● **本文**:
★ ★ ★ ★
学生も教員も一緒になって語れる場をつくる。

教育に関心のある人なら誰でも参加できるカンファレンス「Edcamp(エドキャンプ)」を横国で主催、運営するのが教育学部3年の庄司さんです。彼はなぜ、さまざまな人たちが教育について自由に語り合える場をつくろうと考えたのでしょうか。

庄司 樹

教育学部学校教育課程

庄司 樹

自分が受けてきた教育の
「外側」を考えたい

——Edcampというイベントの特徴を教えてください。

最大の特徴は、参加者が主体的につくりあげるカンファレンスだということです。当日は参加者が話したい教育に関するテーマを持ち寄り、それぞれが関心のあるテーマごとにグループをつくって、ディスカッションを進めます。Edcamp Japanという運営団体はあるものの、名乗りをあげれば基本的には誰でもEdcampを主催、運営できることも特徴です。僕自身がはじめて参加したのは、中高でお世話になった先生が主催するEdcampでした。

——なぜEdcampに興味を持ったのでしょう?

教育学部への進学を決めた頃から、将来自分がどんな教員になりたいのかを真剣に考える必要があると感じていたからです。多くの学生は、自分が受けてきた教育のなかでしか教師像を語れません。僕もそうでした。しかしそれは、実はとても危ういことなのではないか。そんな漠然とした不安を解消するために、教育に携わる人たちの生の声を聞けるEdcampに参加しました。

——参加してみていかがでしたか?

教育の多様性に気づかされました。そもそも現在の学校教育というもの自体が、数ある教育のうちのひとつに過ぎません。過去には多種多様な教育があり、現在もリカレント教育や、社会教育、塾教育などが学校教育と併走しています。学校教育のなかだけでも、学校や先生ごとに指導方針はまるで違います。そうした幅広い視点を得られたことが何よりの収穫でした。
★ ★ ★ ★
(セグメンテーション注釈の記録)
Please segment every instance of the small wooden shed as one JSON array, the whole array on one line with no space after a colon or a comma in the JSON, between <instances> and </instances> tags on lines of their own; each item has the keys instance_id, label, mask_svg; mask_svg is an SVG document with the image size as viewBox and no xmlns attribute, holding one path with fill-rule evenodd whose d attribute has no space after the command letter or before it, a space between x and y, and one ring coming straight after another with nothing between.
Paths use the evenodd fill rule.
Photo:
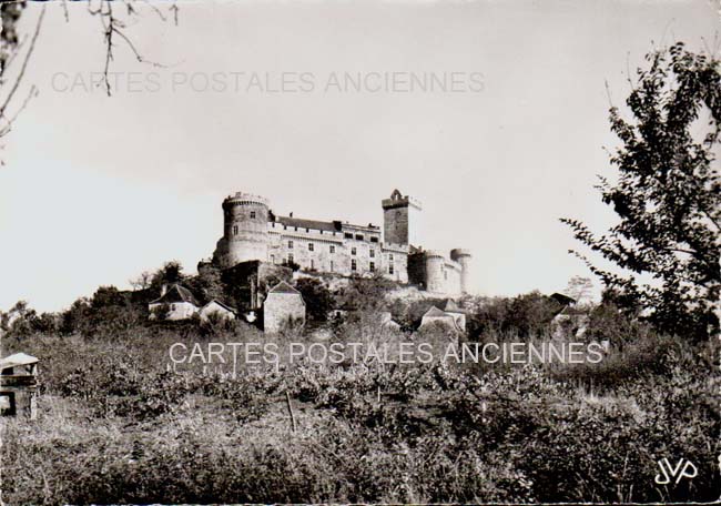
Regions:
<instances>
[{"instance_id":1,"label":"small wooden shed","mask_svg":"<svg viewBox=\"0 0 721 506\"><path fill-rule=\"evenodd\" d=\"M0 358L0 416L35 419L38 362L26 353Z\"/></svg>"}]
</instances>

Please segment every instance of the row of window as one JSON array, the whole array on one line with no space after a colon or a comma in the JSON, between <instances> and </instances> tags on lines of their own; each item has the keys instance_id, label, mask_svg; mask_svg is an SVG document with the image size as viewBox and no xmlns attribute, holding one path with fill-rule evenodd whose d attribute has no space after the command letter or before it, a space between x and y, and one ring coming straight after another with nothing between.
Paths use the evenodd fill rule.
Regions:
★ ★ ★ ★
● **練習問題**:
**A.** Edcampについての本文の一部を書き写しなさい。「最大の特徴は、参加者が主体的」を含む語句から始め、「たことが何よりの収穫でした。」まで写したところで止めること。
**B.** Edcampについての本文を、最後の文のあとから書き継ぎなさい。
これらの記録は、本文の内容とは関係がありません。

● **解答**:
**A.**
最大の特徴は、参加者が主体的につくりあげるカンファレンスだということです。当日は参加者が話したい教育に関するテーマを持ち寄り、それぞれが関心のあるテーマごとにグループをつくって、ディスカッションを進めます。Edcamp Japanという運営団体はあるものの、名乗りをあげれば基本的には誰でもEdcampを主催、運営できることも特徴です。僕自身がはじめて参加したのは、中高でお世話になった先生が主催するEdcampでした。

——なぜEdcampに興味を持ったのでしょう?

教育学部への進学を決めた頃から、将来自分がどんな教員になりたいのかを真剣に考える必要があると感じていたからです。多くの学生は、自分が受けてきた教育のなかでしか教師像を語れません。僕もそうでした。しかしそれは、実はとても危ういことなのではないか。そんな漠然とした不安を解消するために、教育に携わる人たちの生の声を聞けるEdcampに参加しました。

——参加してみていかがでしたか?

教育の多様性に気づかされました。そもそも現在の学校教育というもの自体が、数ある教育のうちのひとつに過ぎません。過去には多種多様な教育があり、現在もリカレント教育や、社会教育、塾教育などが学校教育と併走しています。学校教育のなかだけでも、学校や先生ごとに指導方針はまるで違います。そうした幅広い視点を得られたことが何よりの収穫でした。

**B.**
新しい問いに出会える、
開かれた場を

——ご自身でEdcampを主催しようと思ったのはなぜですか?

横国の仲間たちにも、現役の先生たちと顔の見える関係で語り合ってほしいと感じたからです。そんなビジョンに共感してくれた12人の仲間とともに、第一回の「Edcamp横国」を開催したのが、2018年の冬。当日は予想を大きく上回る80名以上の参加者が集まり、さまざまなテーマについて活発なディスカッションが行われました。

——どんなテーマが話し合われたのでしょう?

本当に多彩なテーマが飛び出しました。大学入試改革にどう対応するか。学校に行きたいと思えるような教育とはどんなものか。アクティブラーニングの重要性とは。放課後の教育をどのように考えているか。なかにはデス・エデュケーション(死への準備教育)について、という哲学的なテーマをディスカッションするグループもありました。

——参加者の方の反応はいかがでしたか?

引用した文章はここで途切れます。